> [Record excerpts]
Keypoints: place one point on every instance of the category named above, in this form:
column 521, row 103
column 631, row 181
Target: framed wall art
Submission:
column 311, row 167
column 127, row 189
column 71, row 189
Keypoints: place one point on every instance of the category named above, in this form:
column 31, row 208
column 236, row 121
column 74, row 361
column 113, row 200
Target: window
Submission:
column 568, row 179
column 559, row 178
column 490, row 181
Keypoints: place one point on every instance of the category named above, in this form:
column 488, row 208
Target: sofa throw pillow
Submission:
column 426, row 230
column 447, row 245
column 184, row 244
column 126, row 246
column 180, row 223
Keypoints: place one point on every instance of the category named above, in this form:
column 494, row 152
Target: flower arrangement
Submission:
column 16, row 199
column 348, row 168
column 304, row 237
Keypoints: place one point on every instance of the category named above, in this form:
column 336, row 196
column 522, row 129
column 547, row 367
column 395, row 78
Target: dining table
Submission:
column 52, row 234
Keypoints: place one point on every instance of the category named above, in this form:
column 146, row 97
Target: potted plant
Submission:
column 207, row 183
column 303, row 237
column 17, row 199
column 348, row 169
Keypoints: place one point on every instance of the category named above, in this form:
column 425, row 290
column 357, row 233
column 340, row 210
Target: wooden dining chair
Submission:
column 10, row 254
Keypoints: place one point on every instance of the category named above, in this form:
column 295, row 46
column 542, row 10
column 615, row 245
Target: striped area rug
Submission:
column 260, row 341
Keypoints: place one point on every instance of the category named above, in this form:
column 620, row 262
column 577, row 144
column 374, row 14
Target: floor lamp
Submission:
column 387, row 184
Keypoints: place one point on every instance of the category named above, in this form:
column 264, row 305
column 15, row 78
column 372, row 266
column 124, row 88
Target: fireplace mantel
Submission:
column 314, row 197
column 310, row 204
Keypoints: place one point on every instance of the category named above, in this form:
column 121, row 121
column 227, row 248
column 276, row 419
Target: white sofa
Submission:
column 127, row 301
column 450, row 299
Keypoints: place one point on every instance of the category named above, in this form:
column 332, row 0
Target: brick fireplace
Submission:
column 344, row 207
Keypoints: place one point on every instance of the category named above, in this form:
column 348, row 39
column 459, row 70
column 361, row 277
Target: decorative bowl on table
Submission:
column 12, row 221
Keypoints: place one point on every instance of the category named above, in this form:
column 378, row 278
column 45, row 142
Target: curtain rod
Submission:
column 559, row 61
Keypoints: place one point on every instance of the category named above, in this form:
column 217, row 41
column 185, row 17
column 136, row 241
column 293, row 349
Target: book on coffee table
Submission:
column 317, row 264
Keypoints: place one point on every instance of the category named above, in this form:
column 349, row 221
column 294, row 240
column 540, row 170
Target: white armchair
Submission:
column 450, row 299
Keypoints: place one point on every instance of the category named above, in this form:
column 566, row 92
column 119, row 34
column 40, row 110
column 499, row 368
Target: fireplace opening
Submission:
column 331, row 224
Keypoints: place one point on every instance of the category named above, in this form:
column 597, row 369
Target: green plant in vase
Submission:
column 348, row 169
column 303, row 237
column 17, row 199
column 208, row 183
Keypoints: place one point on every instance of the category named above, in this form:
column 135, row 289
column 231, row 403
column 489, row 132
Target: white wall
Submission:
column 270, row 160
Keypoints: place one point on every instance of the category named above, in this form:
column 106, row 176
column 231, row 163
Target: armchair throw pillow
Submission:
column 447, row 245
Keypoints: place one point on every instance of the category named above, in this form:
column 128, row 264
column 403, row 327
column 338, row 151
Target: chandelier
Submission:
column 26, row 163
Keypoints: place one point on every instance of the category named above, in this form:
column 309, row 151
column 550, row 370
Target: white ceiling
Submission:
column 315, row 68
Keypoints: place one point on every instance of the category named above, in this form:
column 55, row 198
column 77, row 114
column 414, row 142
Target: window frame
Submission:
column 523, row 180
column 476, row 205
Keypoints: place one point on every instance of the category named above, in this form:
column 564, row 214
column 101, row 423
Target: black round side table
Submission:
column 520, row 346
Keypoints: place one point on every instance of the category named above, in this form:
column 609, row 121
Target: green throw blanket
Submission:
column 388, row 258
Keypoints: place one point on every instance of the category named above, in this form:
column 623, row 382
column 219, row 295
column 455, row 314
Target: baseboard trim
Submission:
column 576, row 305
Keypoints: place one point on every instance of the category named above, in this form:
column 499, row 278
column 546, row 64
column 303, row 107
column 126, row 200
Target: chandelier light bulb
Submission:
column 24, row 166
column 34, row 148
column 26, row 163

> [Requirement] Every entry, from the first line to the last, should be retyped exactly.

> [Exercise solution]
Keypoints: place one point on every instance of the category named above, in this form:
column 521, row 103
column 631, row 181
Target: framed wall art
Submission:
column 311, row 167
column 127, row 189
column 71, row 189
Keypoints: place one point on every instance of the category named above, in this form:
column 31, row 208
column 236, row 121
column 74, row 361
column 113, row 200
Target: window
Submission:
column 568, row 179
column 559, row 178
column 490, row 181
Keypoints: place one point on every instance of the category named above, in this form:
column 488, row 208
Target: sofa throw pillow
Submission:
column 426, row 230
column 447, row 245
column 184, row 244
column 126, row 246
column 180, row 223
Keypoints: place one point on every instance of the category named above, in this form:
column 494, row 152
Target: flower arrangement
Submission:
column 16, row 199
column 348, row 168
column 304, row 237
Keypoints: place one point on every instance of the category named above, in this form:
column 336, row 196
column 522, row 129
column 547, row 367
column 395, row 78
Target: dining table
Submission:
column 52, row 234
Keypoints: place one point on every instance of the category named above, in this form:
column 146, row 97
Target: potted plant
Submission:
column 207, row 183
column 303, row 237
column 17, row 199
column 348, row 169
Keypoints: place one point on every instance of the category named above, in this form:
column 425, row 290
column 357, row 233
column 340, row 210
Target: wooden dining chair
Submission:
column 10, row 254
Keypoints: place one point on every instance of the category named above, in this form:
column 295, row 46
column 542, row 10
column 615, row 245
Target: striped area rug
Submission:
column 260, row 341
Keypoints: place one point on every instance of the category named above, in this form:
column 620, row 262
column 577, row 144
column 374, row 14
Target: floor lamp
Submission:
column 387, row 184
Keypoints: place one point on every instance of the category named above, in this form:
column 264, row 305
column 15, row 78
column 372, row 266
column 124, row 88
Target: fireplace mantel
Submission:
column 314, row 197
column 310, row 204
Keypoints: place one point on every instance of the category named above, in this form:
column 121, row 121
column 227, row 248
column 276, row 419
Target: white sofa
Submission:
column 127, row 301
column 450, row 299
Keypoints: place one point on every instance of the category named above, in this form:
column 332, row 0
Target: brick fireplace
Submission:
column 344, row 207
Keypoints: place one point on every instance of the category named above, in this form:
column 348, row 39
column 459, row 70
column 361, row 277
Target: decorative bowl on table
Submission:
column 12, row 221
Keypoints: place one point on every instance of the category named above, in this form:
column 378, row 278
column 45, row 142
Target: curtain rod
Submission:
column 559, row 61
Keypoints: place one point on every instance of the category named above, in this form:
column 217, row 41
column 185, row 17
column 136, row 241
column 293, row 349
Target: book on coffee table
Submission:
column 317, row 264
Keypoints: place one point on every instance of the category named above, in this form:
column 349, row 221
column 294, row 240
column 540, row 170
Target: white armchair
Submission:
column 450, row 299
Keypoints: place one point on every instance of the category named above, in this form:
column 566, row 92
column 119, row 34
column 40, row 110
column 499, row 368
Target: fireplace opening
Submission:
column 331, row 224
Keypoints: place one point on every instance of the category named above, in this form:
column 597, row 369
Target: green plant in vase
Submission:
column 348, row 169
column 303, row 237
column 17, row 199
column 208, row 183
Keypoints: place one point on every instance of the category named above, in this form:
column 135, row 289
column 231, row 403
column 489, row 132
Target: white wall
Submission:
column 270, row 160
Keypoints: place one point on every instance of the category named above, in this form:
column 106, row 176
column 231, row 163
Target: armchair throw pillow
Submission:
column 447, row 245
Keypoints: place one point on every instance of the category named above, in this form:
column 128, row 264
column 403, row 327
column 338, row 151
Target: chandelier
Submission:
column 26, row 163
Keypoints: place one point on every instance of the category named above, in this form:
column 309, row 151
column 550, row 370
Target: white ceiling
Submission:
column 315, row 68
Keypoints: place one point on every instance of the category named above, in this form:
column 55, row 198
column 77, row 114
column 414, row 142
Target: window frame
Submission:
column 523, row 180
column 476, row 205
Keypoints: place one point on every instance of the category named above, in this form:
column 564, row 214
column 101, row 423
Target: black round side table
Submission:
column 520, row 346
Keypoints: place one point on every instance of the category named above, in this form:
column 609, row 121
Target: green throw blanket
Submission:
column 388, row 258
Keypoints: place one point on every instance of the category named above, in this form:
column 623, row 382
column 219, row 295
column 455, row 314
Target: baseboard trim
Submission:
column 576, row 305
Keypoints: place one point on every instance of the category named above, in this form:
column 499, row 278
column 546, row 64
column 303, row 107
column 126, row 200
Target: chandelier light bulb
Submission:
column 24, row 166
column 34, row 148
column 26, row 163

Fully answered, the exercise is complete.